• **WHAT YOU HAVE TO DO**
Select all lines in the records that include "query".

• **DATASET EXCERPTS**
···
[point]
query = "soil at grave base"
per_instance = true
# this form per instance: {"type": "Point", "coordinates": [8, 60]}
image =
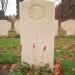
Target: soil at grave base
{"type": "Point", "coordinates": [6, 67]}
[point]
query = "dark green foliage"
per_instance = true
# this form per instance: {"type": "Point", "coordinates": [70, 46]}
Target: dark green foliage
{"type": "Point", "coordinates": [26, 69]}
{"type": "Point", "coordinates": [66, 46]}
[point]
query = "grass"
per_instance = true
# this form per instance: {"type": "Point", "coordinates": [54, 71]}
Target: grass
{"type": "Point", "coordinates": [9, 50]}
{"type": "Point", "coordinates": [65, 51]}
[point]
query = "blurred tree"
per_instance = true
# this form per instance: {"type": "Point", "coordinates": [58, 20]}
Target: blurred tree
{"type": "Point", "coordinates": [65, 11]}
···
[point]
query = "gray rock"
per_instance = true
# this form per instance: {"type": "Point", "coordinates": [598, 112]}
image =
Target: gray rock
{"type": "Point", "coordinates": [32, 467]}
···
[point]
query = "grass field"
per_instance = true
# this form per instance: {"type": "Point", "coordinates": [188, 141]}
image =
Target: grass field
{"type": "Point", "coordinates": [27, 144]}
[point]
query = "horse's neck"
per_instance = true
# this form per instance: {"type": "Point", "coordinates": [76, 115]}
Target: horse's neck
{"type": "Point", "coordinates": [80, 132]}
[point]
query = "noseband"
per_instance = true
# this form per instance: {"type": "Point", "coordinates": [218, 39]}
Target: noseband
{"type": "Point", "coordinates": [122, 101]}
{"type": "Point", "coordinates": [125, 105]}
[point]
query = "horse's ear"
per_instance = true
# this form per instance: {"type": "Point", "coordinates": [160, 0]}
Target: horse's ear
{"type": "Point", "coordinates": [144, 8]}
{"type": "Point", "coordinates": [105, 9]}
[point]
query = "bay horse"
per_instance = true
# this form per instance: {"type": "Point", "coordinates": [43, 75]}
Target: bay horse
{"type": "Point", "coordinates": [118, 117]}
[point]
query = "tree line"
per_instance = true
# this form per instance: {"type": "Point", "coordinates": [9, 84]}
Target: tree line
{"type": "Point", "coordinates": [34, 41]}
···
• **RESPONSE FOR THIS EXERCISE**
query = "soil at grave base"
query = "dark green foliage"
query = "grass"
query = "blurred tree"
query = "gray rock"
query = "grass field"
query = "horse's neck"
query = "noseband"
query = "horse's ear"
query = "bay horse"
query = "tree line"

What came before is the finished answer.